[Stored data entries]
+--

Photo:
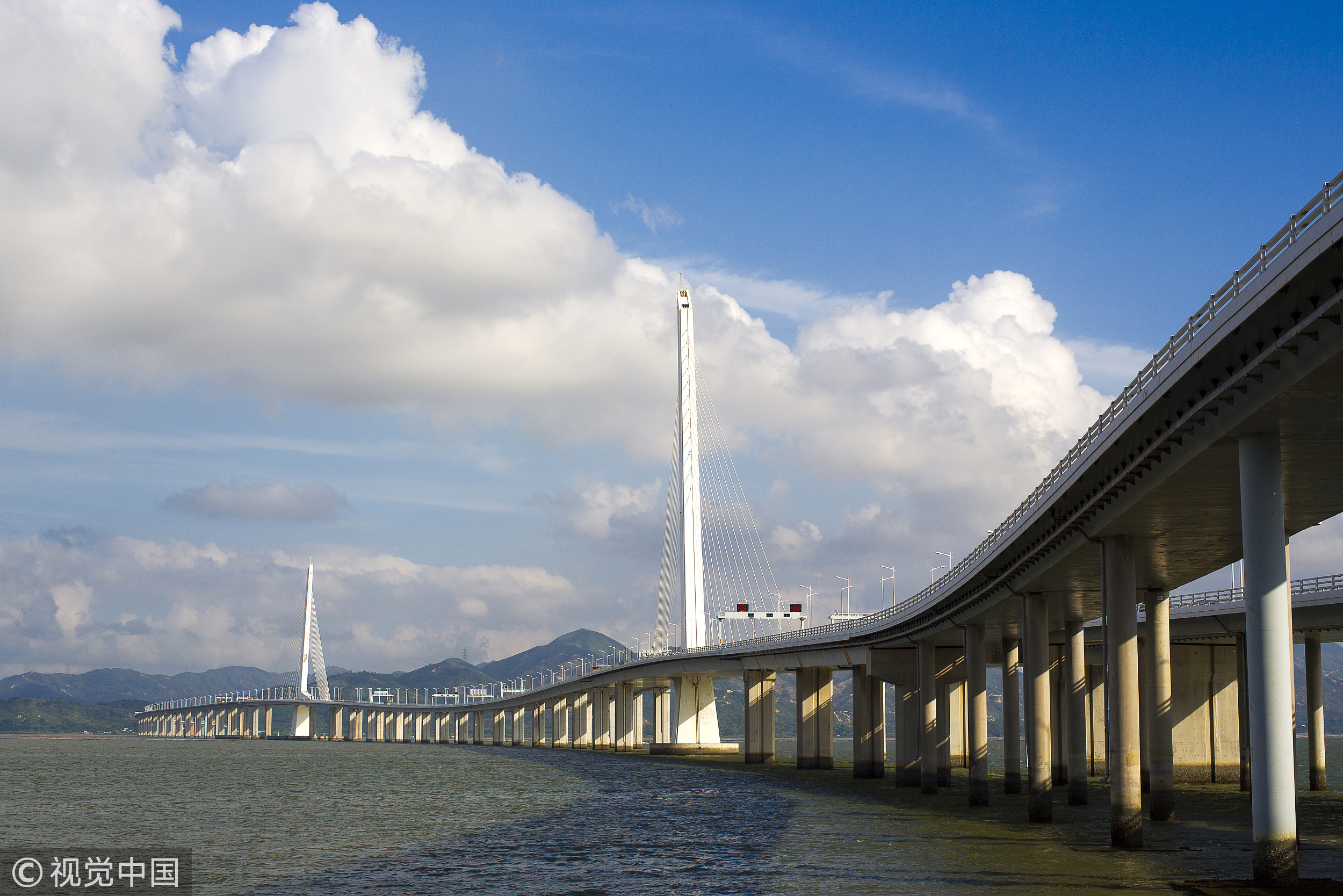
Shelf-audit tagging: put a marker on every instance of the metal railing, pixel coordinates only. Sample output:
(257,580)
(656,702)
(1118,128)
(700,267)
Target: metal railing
(1311,213)
(1217,302)
(1237,596)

+--

Return, without any change, only the lines from the one containing "Shelf-audit tagging: put" through the last line of the entries above.

- EXPECTED ANSWER -
Shelf-audit tagging: put a marker on every instance of the metal railing, pixel coordinates only. Sample output:
(257,580)
(656,702)
(1118,128)
(700,267)
Target: metal railing
(1311,213)
(1217,302)
(1237,596)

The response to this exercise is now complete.